▶ _Источник_
>>>>>

Оптинский старец Лев (Наголкин) свои назидания и внушения часто разбавлял шуткой, обладая отменным чувством юмора.
Отец Антоний (Медведев), в будущем наместник Троице-Сергиевой лавры, вспоминал, как в бытность свою послушником в Оптиной всегда обращался к старцу: «…И вот, бывало, поссоришься с братом и начнешь себя оправдывать, а брата винить, но совесть все-таки побуждает объясниться пред батюшкой. Батюшка выслушивает, иногда и поддакивает. Тогда уже без стеснения свободнее себя оправдываешь.
«Ну, хорошо, — скажет, наконец, старец, — значит, ты прав, а тот виноват; ты теперь праведный, иди-ка с Богом; ты теперь спасен. А меня оставь, ибо мое дело употреблять труд и время для грешников». Чтобы поправить дело, начнешь еще говорить что-либо к своему оправданию: «Да нет, батюшка, ведь это дело-то вот так и так было». — «Значит, ты еще правее, — заметит старец, — иди-ка, иди, — ведь за дверями грешники ждут, а ты им мешаешь».

<<<<<

▶ _Задания_
1. Выпишите фрагмент из текста о старце Льве: начните со слов «Отец Антоний (Медведев), в» и закончите словами «свободнее себя оправдываешь.».
2. Объясните по тексту о старце Льве, почему старец отсылал от себя послушника, который оправдывал себя и винил брата. Ответ дайте в одном–трех предложениях.
Опирайтесь только на текст о старце Льве.

▶ _Исходные данные_
>>>>>

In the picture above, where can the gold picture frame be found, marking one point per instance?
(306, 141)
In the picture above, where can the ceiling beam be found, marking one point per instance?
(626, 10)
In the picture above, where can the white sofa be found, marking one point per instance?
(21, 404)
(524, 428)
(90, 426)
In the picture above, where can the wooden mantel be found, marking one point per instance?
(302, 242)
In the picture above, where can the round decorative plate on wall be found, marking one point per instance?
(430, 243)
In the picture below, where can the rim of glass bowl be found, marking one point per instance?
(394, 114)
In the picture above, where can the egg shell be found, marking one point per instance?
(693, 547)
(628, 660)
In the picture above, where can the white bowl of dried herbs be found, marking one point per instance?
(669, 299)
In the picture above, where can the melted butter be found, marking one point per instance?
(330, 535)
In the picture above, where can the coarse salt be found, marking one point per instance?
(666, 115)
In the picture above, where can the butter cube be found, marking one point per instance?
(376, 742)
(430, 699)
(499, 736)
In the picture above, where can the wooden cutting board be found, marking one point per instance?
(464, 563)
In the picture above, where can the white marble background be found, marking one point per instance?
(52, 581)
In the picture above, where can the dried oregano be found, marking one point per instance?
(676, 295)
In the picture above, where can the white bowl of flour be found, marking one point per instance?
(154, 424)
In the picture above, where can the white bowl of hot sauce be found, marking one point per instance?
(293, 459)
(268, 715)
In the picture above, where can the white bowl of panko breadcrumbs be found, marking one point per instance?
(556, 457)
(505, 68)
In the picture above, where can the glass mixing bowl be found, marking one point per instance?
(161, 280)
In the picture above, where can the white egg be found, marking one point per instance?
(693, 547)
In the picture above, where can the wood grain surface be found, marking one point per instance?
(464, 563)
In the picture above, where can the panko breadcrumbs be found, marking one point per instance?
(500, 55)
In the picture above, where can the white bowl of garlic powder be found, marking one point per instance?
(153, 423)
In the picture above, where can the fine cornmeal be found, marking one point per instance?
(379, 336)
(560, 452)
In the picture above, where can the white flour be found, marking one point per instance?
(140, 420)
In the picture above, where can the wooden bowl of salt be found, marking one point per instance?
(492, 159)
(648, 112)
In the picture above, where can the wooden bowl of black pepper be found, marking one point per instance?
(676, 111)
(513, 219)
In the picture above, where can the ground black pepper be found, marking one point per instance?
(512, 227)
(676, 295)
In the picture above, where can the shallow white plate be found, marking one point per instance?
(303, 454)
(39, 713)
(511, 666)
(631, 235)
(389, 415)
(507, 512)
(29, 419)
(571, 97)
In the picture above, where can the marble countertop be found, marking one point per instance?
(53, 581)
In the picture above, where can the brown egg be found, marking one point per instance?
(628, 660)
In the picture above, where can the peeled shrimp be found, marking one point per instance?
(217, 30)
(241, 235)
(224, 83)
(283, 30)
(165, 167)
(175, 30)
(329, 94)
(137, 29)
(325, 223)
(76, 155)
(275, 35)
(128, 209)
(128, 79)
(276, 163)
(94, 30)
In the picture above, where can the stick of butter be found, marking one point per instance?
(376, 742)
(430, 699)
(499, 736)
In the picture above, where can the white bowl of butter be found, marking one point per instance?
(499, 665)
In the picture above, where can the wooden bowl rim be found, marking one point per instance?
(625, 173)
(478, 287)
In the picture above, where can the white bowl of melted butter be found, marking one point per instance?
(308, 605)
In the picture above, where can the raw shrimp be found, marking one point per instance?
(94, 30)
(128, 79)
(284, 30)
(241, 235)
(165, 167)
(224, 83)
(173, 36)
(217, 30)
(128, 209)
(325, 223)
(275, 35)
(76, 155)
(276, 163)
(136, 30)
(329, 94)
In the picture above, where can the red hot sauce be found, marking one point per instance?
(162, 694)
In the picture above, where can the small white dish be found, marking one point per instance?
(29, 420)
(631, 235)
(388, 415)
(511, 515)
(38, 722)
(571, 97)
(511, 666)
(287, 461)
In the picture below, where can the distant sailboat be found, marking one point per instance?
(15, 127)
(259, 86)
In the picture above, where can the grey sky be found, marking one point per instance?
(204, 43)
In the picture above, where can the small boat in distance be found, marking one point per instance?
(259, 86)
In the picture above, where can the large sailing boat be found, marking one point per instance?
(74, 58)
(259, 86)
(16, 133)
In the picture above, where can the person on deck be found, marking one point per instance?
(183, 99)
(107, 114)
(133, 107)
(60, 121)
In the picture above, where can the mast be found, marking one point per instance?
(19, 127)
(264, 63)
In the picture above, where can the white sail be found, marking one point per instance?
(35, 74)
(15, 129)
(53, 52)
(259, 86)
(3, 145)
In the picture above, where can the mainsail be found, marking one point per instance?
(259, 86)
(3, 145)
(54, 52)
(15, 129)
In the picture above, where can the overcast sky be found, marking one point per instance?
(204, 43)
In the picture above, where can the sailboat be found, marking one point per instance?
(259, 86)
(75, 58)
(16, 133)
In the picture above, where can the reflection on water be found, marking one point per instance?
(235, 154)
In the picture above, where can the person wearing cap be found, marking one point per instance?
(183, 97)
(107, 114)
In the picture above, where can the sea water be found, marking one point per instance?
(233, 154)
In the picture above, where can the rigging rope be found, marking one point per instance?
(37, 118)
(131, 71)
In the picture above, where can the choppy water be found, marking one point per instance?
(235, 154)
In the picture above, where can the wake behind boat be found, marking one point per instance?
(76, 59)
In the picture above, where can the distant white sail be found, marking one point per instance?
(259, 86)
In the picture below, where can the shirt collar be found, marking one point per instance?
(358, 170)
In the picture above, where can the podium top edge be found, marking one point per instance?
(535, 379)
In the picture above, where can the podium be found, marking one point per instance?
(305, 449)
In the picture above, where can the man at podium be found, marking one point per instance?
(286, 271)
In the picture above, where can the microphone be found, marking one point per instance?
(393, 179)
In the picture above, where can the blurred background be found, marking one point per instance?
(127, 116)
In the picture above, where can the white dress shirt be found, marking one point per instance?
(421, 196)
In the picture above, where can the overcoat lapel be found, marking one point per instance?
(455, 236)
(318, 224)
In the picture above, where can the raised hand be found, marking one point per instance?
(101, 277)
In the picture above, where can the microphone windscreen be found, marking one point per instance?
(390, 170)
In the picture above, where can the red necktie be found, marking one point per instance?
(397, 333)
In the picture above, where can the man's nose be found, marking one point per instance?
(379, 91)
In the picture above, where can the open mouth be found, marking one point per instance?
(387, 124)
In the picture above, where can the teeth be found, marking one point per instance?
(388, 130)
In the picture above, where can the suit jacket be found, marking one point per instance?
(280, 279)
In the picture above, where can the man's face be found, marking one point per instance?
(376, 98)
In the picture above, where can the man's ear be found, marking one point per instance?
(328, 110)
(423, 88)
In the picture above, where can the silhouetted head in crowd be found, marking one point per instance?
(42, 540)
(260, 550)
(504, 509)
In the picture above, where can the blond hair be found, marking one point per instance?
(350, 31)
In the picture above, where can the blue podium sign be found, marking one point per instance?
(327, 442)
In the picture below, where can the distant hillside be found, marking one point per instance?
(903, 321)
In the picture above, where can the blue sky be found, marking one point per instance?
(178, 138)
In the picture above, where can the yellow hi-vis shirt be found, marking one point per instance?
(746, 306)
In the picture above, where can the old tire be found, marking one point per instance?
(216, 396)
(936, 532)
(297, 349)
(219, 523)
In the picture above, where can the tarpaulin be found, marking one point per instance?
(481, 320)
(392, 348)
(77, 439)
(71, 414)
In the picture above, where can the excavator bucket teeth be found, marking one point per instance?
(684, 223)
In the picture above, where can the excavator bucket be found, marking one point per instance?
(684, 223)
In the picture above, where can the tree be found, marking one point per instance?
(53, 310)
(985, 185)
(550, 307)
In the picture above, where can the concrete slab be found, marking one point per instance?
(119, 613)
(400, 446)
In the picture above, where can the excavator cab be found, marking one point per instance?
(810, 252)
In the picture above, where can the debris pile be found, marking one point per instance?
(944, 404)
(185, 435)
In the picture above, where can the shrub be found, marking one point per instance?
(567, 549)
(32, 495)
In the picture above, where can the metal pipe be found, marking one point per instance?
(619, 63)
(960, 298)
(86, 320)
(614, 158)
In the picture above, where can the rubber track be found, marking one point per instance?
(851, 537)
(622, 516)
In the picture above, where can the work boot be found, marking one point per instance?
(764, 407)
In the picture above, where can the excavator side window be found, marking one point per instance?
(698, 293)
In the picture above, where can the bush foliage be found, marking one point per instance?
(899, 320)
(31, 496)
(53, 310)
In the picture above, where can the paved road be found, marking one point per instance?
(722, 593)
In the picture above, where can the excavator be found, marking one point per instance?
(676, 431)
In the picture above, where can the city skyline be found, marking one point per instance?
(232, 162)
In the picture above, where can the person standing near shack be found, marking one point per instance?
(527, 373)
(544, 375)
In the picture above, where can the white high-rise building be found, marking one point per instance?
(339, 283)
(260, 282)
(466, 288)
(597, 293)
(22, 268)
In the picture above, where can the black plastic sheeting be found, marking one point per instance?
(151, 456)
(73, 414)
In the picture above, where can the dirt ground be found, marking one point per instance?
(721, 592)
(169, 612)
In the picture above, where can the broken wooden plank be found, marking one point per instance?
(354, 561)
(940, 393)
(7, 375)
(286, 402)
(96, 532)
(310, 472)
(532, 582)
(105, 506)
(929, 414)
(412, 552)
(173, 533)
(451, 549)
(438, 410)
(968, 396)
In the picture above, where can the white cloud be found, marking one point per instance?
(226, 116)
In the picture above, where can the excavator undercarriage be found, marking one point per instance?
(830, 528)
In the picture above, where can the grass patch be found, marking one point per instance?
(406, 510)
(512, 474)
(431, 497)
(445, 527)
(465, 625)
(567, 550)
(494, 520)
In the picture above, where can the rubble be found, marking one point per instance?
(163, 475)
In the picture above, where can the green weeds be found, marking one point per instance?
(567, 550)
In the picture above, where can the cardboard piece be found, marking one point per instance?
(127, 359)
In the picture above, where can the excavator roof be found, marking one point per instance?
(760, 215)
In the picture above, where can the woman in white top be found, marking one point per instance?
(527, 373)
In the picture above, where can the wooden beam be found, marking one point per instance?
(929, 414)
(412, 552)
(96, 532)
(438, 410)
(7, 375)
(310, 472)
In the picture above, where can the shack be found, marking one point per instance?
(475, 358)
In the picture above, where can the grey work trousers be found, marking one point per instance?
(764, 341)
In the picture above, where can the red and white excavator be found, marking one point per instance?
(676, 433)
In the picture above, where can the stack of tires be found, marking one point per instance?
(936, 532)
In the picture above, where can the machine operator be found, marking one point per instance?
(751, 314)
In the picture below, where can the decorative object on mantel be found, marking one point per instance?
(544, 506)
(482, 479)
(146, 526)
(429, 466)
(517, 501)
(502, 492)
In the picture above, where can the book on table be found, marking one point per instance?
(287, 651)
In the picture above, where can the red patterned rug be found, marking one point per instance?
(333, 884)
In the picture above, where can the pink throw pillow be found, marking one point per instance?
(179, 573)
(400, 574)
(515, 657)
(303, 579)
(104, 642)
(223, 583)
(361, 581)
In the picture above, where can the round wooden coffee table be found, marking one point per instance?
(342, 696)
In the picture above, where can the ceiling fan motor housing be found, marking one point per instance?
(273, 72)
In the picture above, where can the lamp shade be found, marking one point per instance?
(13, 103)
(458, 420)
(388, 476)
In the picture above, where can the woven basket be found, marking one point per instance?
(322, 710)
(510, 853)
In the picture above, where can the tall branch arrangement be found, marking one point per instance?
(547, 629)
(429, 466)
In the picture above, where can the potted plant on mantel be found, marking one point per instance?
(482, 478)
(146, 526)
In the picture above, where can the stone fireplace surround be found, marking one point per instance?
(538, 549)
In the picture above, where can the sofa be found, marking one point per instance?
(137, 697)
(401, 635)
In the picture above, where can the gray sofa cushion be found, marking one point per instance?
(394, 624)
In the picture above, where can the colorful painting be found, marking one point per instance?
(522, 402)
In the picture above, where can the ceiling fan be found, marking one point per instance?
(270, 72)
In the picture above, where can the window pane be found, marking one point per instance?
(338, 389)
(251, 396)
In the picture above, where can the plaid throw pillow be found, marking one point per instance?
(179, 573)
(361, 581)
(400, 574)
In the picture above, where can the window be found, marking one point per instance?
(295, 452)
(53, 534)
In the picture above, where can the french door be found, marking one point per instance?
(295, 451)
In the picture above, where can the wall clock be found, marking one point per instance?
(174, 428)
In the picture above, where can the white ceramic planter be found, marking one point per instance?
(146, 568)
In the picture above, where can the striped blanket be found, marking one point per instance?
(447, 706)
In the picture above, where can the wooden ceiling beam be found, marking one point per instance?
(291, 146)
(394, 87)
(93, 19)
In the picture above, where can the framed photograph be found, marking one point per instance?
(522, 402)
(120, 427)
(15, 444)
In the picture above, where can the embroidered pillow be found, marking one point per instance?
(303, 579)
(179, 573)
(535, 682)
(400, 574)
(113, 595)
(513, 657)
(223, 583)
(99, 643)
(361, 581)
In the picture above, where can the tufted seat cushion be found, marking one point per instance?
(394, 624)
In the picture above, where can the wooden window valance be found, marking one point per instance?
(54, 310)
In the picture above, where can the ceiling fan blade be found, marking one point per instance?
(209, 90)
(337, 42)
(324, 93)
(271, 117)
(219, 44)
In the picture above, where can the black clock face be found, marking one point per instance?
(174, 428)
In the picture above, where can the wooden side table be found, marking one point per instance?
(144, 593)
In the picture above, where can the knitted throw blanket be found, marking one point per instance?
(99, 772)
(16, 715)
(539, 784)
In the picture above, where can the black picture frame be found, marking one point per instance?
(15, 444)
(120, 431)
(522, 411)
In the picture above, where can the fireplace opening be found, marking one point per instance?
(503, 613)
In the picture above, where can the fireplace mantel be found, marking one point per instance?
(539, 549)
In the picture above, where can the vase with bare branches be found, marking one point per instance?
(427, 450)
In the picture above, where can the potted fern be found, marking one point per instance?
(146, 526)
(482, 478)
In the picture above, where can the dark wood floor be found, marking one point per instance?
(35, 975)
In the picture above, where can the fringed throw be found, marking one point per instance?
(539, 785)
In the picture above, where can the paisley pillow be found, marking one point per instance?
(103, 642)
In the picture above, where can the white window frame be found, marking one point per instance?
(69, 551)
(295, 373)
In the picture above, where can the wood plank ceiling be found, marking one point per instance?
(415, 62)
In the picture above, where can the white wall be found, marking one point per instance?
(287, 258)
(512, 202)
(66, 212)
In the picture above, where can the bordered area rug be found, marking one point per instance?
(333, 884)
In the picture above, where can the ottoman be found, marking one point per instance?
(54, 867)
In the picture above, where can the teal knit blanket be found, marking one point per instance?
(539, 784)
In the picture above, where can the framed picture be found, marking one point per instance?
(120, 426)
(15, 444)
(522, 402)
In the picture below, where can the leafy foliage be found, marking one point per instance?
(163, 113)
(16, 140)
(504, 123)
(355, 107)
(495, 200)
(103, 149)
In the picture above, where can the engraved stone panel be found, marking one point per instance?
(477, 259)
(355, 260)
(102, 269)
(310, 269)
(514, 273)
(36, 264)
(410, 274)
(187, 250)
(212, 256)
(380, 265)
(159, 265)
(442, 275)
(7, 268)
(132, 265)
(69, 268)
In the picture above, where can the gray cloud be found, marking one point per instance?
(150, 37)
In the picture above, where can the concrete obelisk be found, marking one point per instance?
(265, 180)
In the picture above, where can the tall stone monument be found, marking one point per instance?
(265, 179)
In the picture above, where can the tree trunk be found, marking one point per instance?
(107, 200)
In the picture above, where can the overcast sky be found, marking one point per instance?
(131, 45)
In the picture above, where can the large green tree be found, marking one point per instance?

<<<<<

▶ _Ответы по порядку_
1.
Отец Антоний (Медведев), в будущем наместник Троице-Сергиевой лавры, вспоминал, как в бытность свою послушником в Оптиной всегда обращался к старцу: «…И вот, бывало, поссоришься с братом и начнешь себя оправдывать, а брата винить, но совесть все-таки побуждает объясниться пред батюшкой. Батюшка выслушивает, иногда и поддакивает. Тогда уже без стеснения свободнее себя оправдываешь.

2. Старец говорил, что его дело — употреблять труд и время для грешников, а послушник, раз он прав, уже праведный и спасен. Кроме того, за дверями ждали грешники, и послушник им мешал.